● **Task to carry out**
Can you reproduce the data beneath, keeping every line exact?

-- START Task data --

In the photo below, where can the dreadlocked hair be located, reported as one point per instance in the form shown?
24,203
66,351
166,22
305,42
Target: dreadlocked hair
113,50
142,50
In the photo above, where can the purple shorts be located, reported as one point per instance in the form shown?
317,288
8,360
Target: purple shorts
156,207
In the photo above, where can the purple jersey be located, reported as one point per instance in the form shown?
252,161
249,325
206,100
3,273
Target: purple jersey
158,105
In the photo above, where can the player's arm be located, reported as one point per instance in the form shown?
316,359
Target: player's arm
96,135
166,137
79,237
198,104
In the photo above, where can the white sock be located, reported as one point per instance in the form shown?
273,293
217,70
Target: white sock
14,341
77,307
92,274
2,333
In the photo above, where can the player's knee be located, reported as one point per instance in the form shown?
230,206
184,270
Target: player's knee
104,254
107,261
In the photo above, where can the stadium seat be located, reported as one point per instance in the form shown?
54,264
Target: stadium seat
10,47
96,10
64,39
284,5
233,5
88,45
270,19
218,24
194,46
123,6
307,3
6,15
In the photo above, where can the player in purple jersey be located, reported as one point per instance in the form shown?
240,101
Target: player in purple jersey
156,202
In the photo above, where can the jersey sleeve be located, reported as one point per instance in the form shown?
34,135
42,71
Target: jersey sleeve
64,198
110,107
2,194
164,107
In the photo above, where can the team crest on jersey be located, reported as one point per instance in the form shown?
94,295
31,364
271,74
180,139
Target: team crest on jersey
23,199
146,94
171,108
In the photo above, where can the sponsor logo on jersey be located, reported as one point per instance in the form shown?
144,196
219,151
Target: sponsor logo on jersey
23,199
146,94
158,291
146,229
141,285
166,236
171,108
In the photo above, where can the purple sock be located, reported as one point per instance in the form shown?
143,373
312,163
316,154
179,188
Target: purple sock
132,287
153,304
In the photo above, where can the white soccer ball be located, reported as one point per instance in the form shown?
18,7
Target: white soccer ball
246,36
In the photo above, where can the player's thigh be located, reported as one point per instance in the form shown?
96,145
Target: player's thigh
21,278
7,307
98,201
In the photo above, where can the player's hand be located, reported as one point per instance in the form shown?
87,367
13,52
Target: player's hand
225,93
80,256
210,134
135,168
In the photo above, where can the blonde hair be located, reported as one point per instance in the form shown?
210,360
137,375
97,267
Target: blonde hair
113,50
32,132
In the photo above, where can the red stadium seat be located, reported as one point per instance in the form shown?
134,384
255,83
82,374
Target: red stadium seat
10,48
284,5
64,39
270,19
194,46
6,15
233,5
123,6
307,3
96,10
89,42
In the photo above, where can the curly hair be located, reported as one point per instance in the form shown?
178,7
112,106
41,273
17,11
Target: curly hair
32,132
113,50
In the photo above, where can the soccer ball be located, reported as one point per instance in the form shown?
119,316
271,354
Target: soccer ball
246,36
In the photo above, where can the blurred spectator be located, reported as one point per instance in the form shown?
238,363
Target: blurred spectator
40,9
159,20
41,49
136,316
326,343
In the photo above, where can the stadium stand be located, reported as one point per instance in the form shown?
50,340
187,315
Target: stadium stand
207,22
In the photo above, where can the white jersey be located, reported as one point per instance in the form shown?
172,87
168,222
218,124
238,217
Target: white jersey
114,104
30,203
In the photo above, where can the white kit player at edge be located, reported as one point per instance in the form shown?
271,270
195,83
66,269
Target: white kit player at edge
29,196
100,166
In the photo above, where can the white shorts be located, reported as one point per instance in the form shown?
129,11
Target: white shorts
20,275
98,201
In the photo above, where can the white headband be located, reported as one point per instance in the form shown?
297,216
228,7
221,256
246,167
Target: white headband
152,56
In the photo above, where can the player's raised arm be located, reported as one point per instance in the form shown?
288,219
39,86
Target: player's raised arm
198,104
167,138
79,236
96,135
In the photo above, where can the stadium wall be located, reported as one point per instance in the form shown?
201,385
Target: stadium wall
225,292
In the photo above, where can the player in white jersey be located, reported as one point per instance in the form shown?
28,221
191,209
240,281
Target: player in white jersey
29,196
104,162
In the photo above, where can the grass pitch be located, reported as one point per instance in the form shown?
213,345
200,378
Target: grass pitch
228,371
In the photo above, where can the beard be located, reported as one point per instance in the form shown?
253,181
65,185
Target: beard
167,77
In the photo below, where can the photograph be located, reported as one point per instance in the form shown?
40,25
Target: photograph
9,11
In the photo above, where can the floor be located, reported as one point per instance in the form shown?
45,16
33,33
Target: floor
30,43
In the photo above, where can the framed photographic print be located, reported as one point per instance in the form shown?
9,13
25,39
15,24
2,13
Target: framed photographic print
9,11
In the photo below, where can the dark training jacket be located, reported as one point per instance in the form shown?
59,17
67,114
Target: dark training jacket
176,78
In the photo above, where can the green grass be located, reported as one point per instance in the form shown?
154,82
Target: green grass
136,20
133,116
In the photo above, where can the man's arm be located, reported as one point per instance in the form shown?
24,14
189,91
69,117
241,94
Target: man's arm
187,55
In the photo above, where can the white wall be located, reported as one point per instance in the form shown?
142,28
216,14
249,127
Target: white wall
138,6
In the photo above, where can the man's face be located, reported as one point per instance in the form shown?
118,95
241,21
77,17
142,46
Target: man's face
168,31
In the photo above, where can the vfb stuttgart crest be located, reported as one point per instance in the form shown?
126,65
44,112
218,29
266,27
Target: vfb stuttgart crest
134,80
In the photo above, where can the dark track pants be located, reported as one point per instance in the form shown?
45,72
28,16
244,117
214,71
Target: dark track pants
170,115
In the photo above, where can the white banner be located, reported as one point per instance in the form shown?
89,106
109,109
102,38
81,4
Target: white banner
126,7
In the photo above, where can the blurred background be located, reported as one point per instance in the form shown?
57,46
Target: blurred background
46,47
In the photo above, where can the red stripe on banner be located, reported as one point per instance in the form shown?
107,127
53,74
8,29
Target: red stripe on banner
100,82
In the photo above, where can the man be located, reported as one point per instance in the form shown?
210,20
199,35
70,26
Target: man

-- END Task data --

● **The answer**
In the photo below, where can the dreadlocked hair be located, reported as one point per instance in the form shown?
24,203
66,351
166,22
305,42
Target: dreadlocked hair
113,50
142,50
In the photo above, where can the purple shorts be located, reported as one point per instance in the form shown?
317,288
8,360
Target: purple shorts
156,207
In the photo above, where can the purple jersey be located, reported as one point per instance in the form shown?
252,161
249,325
206,100
3,273
Target: purple jersey
158,105
In the photo above, where can the player's arm be located, reported as one point per instance in the form shown?
316,359
Target: player's arm
96,135
166,137
79,237
198,104
In the photo above, where can the white sock be located, reported as one point per instance in the form shown?
273,293
217,70
Target: white sock
14,341
77,307
92,274
2,333
In the photo above, where can the player's knee be located, reported as one point per instance in the form shown?
230,206
184,270
Target: player's knee
104,254
107,261
In the photo above, where can the stadium seat be located, reported as one point per instance in the form shown?
54,264
Target: stadium seat
10,47
96,10
64,39
284,5
233,5
88,45
270,19
218,24
194,46
123,6
307,3
6,15
In the photo above, where can the player in purple jersey be located, reported as one point per instance in the form shown?
240,101
Target: player in purple jersey
156,202
In the photo above, where can the jersey sleeve be located, reported as one point per instance in the form shown?
34,135
42,71
Target: jersey sleeve
64,198
110,107
2,194
164,107
In the photo above, where can the team crest on jersey be located, reported as one point per instance in the form shown?
94,295
31,364
271,74
180,139
Target: team crest on jersey
23,199
146,94
171,108
In the photo above, where can the sponsor logo on jersey be located, reported as one point per instance in the form shown?
144,196
219,151
Target: sponsor logo on jersey
23,199
146,94
158,291
146,229
141,285
166,236
171,108
In the photo above, where can the purple sock be located, reported as one point per instance in the form shown?
143,373
312,163
316,154
179,188
Target: purple sock
132,287
153,304
In the photo above, where can the white soccer ball be located, reported as one point per instance in the form shown?
18,7
Target: white soccer ball
246,36
In the photo above, where can the player's thigh be located, reported as one point per instance in the form shown?
96,145
Target: player's thigh
21,278
7,307
98,201
In the photo above, where can the player's hand be located, reported as one point per instance in the form shown?
87,367
13,52
Target: player's hand
225,93
80,256
210,134
135,168
In the photo above, where can the blonde hair be located, reported as one point per instance in the form shown?
210,360
137,375
97,267
Target: blonde hair
113,50
32,132
In the photo above, where can the red stadium seat be located, reported as one point per instance in the form shown?
134,384
255,83
82,374
Target: red stadium seat
10,48
284,5
64,39
270,19
194,46
6,15
233,5
123,6
307,3
96,10
89,42
In the photo above, where can the curly hair be located, reported as one point per instance in the form shown?
178,7
112,106
41,273
17,11
Target: curly hair
32,132
113,50
In the photo above, where can the soccer ball be located, reported as one point per instance in the form shown?
119,316
271,354
Target: soccer ball
246,36
In the photo above, where can the blurred spectator be located, reported as one point per instance in the form shown?
238,363
Target: blurred spectator
40,9
159,20
41,49
136,316
326,343
In the photo above, where can the stadium stand be located, reported as one point per instance in the form shown?
50,340
187,315
Target: stadium stand
207,22
In the photo above, where can the white jersey be located, reported as one point per instance in the form shown?
172,87
168,222
218,124
238,217
Target: white jersey
114,104
30,203
In the photo above, where can the white kit player at edge be located, reported as one point per instance in the form shown?
271,270
195,83
66,269
Target: white kit player at edge
29,196
100,166
In the photo above, where can the white shorts be located, reported as one point per instance in the form shown?
129,11
Target: white shorts
20,275
98,201
In the photo above, where can the white headband be located, reported as one point per instance in the form shown?
297,216
228,7
221,256
246,167
Target: white headband
152,56
In the photo above, where can the player's raised arm be located, reported as one point per instance in the form shown?
288,219
39,86
Target: player's raised arm
198,104
167,138
79,236
96,135
In the photo above, where can the stadium wall be located, reported as one point per instance in the form shown?
201,385
Target: stadium wall
225,292
In the photo above, where can the player in white jersey be located, reported as one point per instance in the form shown?
28,221
191,209
240,281
Target: player in white jersey
29,196
104,162
In the photo above, where can the grass pitch be located, reported as one point per instance in the form shown?
213,345
200,378
Target: grass pitch
228,371
In the photo above, where can the beard be located, reported as one point per instance in the form shown?
253,181
65,185
Target: beard
167,77
In the photo below, where can the photograph be located, reported as one point per instance in the form shown?
40,25
Target: photograph
9,11
In the photo above, where can the floor be located, reported as one point per instance in the form shown?
45,16
33,33
Target: floor
30,43
In the photo above, where can the framed photographic print be located, reported as one point per instance in the form shown?
9,13
25,39
15,24
2,13
Target: framed photographic print
9,11
In the photo below, where can the dark training jacket be located, reported as one point per instance in the form shown?
59,17
67,114
Target: dark training jacket
176,78
In the photo above, where can the green grass be located, reported as one point per instance in the form shown?
154,82
Target: green grass
136,20
133,116
In the photo above, where can the man's arm be located, reported as one point per instance in the form shown?
24,14
189,91
69,117
241,94
Target: man's arm
187,55
In the photo above, where can the white wall be located, reported as one point per instance in the form shown?
142,28
216,14
249,127
Target: white wall
138,6
In the photo above, where can the man's face be located, reported as one point per instance in the form shown?
118,95
241,21
77,17
142,46
Target: man's face
168,31
In the photo above, where can the vfb stuttgart crest be located, reported as one point per instance in the form shown?
126,65
44,112
218,29
266,27
Target: vfb stuttgart crest
134,80
In the photo above, where can the dark track pants be located, reported as one point per instance in the form shown?
45,72
28,16
244,117
214,71
Target: dark track pants
170,115
In the photo above, where can the white banner be located, reported as one point per instance in the form shown?
89,106
109,109
102,38
81,4
Target: white banner
126,7
In the photo above, where can the blurred background be located, reported as one point per instance in the form shown?
57,46
Target: blurred background
46,47
In the photo above, where can the red stripe on banner be located, reported as one point per instance in the form shown?
107,127
53,74
8,29
Target: red stripe on banner
100,82
In the photo above, where can the man be located, reported as one point per instance in the form shown?
210,20
199,35
70,26
Target: man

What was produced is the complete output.